Stored records
--- START ---

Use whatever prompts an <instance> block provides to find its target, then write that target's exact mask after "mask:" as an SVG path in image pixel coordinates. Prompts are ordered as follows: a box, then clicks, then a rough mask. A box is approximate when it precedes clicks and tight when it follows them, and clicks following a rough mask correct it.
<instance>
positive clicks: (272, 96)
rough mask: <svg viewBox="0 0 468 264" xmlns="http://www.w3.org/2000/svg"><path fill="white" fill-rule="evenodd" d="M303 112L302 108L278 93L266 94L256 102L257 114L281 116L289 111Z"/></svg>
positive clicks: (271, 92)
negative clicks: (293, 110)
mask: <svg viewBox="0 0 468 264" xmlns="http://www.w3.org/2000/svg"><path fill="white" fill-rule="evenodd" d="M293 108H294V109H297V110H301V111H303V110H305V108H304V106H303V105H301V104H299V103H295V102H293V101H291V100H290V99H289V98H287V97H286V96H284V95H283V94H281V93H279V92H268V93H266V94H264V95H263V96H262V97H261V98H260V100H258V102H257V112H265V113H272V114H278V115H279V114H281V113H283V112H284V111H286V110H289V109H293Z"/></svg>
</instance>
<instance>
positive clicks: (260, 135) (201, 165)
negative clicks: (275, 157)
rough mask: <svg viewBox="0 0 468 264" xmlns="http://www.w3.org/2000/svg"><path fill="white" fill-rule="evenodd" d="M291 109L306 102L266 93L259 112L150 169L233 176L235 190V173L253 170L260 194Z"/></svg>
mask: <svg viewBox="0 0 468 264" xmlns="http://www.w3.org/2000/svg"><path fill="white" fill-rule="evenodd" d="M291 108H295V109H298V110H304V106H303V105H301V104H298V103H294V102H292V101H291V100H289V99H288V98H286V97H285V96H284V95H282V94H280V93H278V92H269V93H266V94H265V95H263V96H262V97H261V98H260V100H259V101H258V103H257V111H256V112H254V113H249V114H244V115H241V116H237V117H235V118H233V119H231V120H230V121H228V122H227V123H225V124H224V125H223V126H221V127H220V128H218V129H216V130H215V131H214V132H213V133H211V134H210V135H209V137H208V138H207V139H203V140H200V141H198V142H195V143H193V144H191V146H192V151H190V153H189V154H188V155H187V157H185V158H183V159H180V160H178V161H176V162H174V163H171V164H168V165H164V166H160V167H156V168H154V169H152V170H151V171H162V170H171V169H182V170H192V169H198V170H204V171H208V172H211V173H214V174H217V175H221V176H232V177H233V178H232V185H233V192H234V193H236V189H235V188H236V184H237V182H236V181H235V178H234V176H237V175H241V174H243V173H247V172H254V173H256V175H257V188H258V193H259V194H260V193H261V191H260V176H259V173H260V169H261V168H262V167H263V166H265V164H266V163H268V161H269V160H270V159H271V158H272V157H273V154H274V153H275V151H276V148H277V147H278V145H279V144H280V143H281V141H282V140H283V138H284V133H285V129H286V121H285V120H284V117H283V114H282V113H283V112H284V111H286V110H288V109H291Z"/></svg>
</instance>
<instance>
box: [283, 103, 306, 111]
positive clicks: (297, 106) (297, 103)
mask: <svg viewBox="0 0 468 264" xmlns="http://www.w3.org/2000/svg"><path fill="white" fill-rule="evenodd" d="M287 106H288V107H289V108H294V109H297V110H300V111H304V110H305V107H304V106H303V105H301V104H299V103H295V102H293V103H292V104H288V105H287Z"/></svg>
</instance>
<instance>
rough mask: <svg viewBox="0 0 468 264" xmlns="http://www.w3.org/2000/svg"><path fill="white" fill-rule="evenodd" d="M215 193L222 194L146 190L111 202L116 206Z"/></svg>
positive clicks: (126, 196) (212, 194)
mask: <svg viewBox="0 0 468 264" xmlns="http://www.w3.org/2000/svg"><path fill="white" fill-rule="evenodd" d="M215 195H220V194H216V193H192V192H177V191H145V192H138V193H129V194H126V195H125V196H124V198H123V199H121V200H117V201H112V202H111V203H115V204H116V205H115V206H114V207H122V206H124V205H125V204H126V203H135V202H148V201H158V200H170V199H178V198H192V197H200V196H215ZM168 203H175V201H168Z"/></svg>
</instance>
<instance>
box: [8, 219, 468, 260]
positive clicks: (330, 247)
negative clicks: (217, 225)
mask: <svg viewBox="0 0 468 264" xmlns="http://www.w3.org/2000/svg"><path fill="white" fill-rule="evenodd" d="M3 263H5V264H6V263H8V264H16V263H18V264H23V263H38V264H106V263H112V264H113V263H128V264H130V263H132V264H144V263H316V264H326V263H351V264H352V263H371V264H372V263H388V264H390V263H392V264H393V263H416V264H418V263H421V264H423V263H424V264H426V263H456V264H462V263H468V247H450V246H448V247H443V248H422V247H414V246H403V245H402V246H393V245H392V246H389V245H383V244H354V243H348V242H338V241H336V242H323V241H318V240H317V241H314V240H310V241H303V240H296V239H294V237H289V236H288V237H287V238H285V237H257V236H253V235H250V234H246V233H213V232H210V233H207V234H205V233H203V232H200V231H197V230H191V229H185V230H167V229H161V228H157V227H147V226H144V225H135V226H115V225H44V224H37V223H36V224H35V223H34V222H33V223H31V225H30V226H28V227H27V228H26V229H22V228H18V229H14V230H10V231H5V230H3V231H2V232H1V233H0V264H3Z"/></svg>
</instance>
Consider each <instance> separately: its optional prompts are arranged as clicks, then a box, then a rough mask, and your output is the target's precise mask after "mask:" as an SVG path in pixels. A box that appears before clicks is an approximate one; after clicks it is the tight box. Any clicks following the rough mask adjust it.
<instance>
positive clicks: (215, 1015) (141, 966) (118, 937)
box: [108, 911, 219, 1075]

--- END ---

Render every line of the listing above as a JSON list of strings, one string per line, omitting blank lines.

[
  "Use whatever prompts an <instance> block provides to find its target, then write that target's exact mask after \"mask:\" as an SVG path in image pixel coordinates. Prompts are ordered as follows: a box, then clicks, then a rough mask. A box is approximate when it precedes clicks and tight when it follows them, and clicks following a rough mask correct it.",
  "<instance>",
  "positive clicks: (272, 96)",
  "rough mask: <svg viewBox=\"0 0 468 264\" xmlns=\"http://www.w3.org/2000/svg\"><path fill=\"white\" fill-rule=\"evenodd\" d=\"M303 112L302 108L278 93L266 94L256 102L257 114L281 116L289 111Z\"/></svg>",
  "positive clicks: (271, 92)",
  "negative clicks: (293, 110)",
  "mask: <svg viewBox=\"0 0 468 264\" xmlns=\"http://www.w3.org/2000/svg\"><path fill=\"white\" fill-rule=\"evenodd\" d=\"M293 108H294V109H297V110H301V111H303V110H305V108H304V106H303V105H301V104H299V103H295V102H293V101H291V100H290V99H289V98H287V97H286V96H284V95H283V94H281V93H279V92H268V93H266V94H264V95H263V96H262V97H261V98H260V100H258V102H257V112H265V113H272V114H278V115H279V114H281V113H283V112H284V111H286V110H289V109H293Z\"/></svg>",
  "</instance>",
  "<instance>",
  "positive clicks: (260, 135) (201, 165)",
  "negative clicks: (275, 157)",
  "rough mask: <svg viewBox=\"0 0 468 264\" xmlns=\"http://www.w3.org/2000/svg\"><path fill=\"white\" fill-rule=\"evenodd\" d=\"M291 109L306 102L266 93L259 112L150 169L233 176L235 190V173L253 170L260 194Z\"/></svg>",
  "mask: <svg viewBox=\"0 0 468 264\" xmlns=\"http://www.w3.org/2000/svg\"><path fill=\"white\" fill-rule=\"evenodd\" d=\"M291 108H295V109H298V110H304V106H303V105H301V104H298V103H294V102H292V101H291V100H289V99H288V98H286V97H285V96H284V95H282V94H280V93H278V92H269V93H266V94H265V95H263V96H262V97H261V98H260V100H259V101H258V103H257V111H256V112H254V113H249V114H244V115H241V116H237V117H235V118H233V119H231V120H230V121H228V122H227V123H225V124H224V125H223V126H221V127H220V128H218V129H216V130H215V131H214V132H213V133H211V134H210V135H209V137H208V138H207V139H203V140H200V141H198V142H195V143H193V144H191V146H192V151H190V153H189V154H188V155H187V157H185V158H183V159H180V160H178V161H176V162H174V163H171V164H168V165H164V166H160V167H156V168H154V169H152V170H151V171H162V170H171V169H182V170H192V169H198V170H204V171H208V172H211V173H214V174H217V175H221V176H232V177H233V178H232V185H233V192H234V193H236V189H235V188H236V184H237V182H236V181H235V178H234V176H237V175H241V174H243V173H247V172H254V173H256V175H257V188H258V193H259V194H260V193H261V191H260V176H259V173H260V169H261V168H262V167H263V166H265V164H266V163H268V161H269V160H270V159H271V158H272V157H273V154H274V153H275V151H276V148H277V147H278V145H279V144H280V143H281V141H282V140H283V138H284V133H285V129H286V121H285V120H284V117H283V114H282V113H283V112H284V111H286V110H288V109H291Z\"/></svg>",
  "</instance>",
  "<instance>",
  "box: [283, 103, 306, 111]",
  "positive clicks: (297, 106) (297, 103)",
  "mask: <svg viewBox=\"0 0 468 264\" xmlns=\"http://www.w3.org/2000/svg\"><path fill=\"white\" fill-rule=\"evenodd\" d=\"M287 106H288V107H289V108H294V109H297V110H300V111H304V110H305V107H304V106H303V105H301V104H299V103H295V102H293V103H292V104H288V105H287Z\"/></svg>",
  "</instance>",
  "<instance>",
  "rough mask: <svg viewBox=\"0 0 468 264\" xmlns=\"http://www.w3.org/2000/svg\"><path fill=\"white\" fill-rule=\"evenodd\" d=\"M215 193L222 194L146 190L111 202L116 206Z\"/></svg>",
  "positive clicks: (126, 196) (212, 194)",
  "mask: <svg viewBox=\"0 0 468 264\" xmlns=\"http://www.w3.org/2000/svg\"><path fill=\"white\" fill-rule=\"evenodd\" d=\"M215 195H220V194H216V193H192V192H177V191H145V192H138V193H129V194H126V195H125V196H124V198H123V199H121V200H117V201H112V202H111V203H115V204H116V205H115V206H114V207H122V206H124V205H125V204H126V203H135V202H148V201H158V200H170V199H178V198H192V197H200V196H215ZM168 203H175V201H168Z\"/></svg>",
  "</instance>",
  "<instance>",
  "box: [8, 219, 468, 260]",
  "positive clicks: (330, 247)",
  "negative clicks: (217, 225)",
  "mask: <svg viewBox=\"0 0 468 264\" xmlns=\"http://www.w3.org/2000/svg\"><path fill=\"white\" fill-rule=\"evenodd\" d=\"M3 263H5V264H6V263H8V264H16V263H18V264H23V263H38V264H106V263H112V264H113V263H128V264H130V263H132V264H144V263H316V264H326V263H351V264H352V263H371V264H372V263H388V264H390V263H392V264H393V263H416V264H418V263H421V264H423V263H424V264H426V263H456V264H462V263H468V247H450V246H448V247H443V248H422V247H414V246H403V245H402V246H393V245H392V246H389V245H383V244H354V243H348V242H338V241H336V242H323V241H318V240H317V241H314V240H310V241H303V240H296V239H294V237H289V236H288V237H287V238H285V237H257V236H253V235H250V234H246V233H213V232H210V233H207V234H205V233H203V232H200V231H197V230H191V229H185V230H167V229H161V228H157V227H147V226H144V225H135V226H115V225H44V224H37V223H36V224H35V223H34V222H33V223H31V225H30V226H28V227H27V228H26V229H22V228H18V229H14V230H10V231H5V230H3V231H2V232H1V233H0V264H3Z\"/></svg>",
  "</instance>",
  "Consider each <instance> separately: its optional prompts are arranged as clicks, then a box, then a rough mask, and your output is the target's precise mask after \"mask:\" as an SVG path in pixels. A box that appears before clicks is an approximate one; after clicks it is the tight box. Any clicks following the rough mask adjust it.",
  "<instance>",
  "positive clicks: (215, 1015) (141, 966) (118, 937)",
  "box: [108, 911, 219, 1075]"
]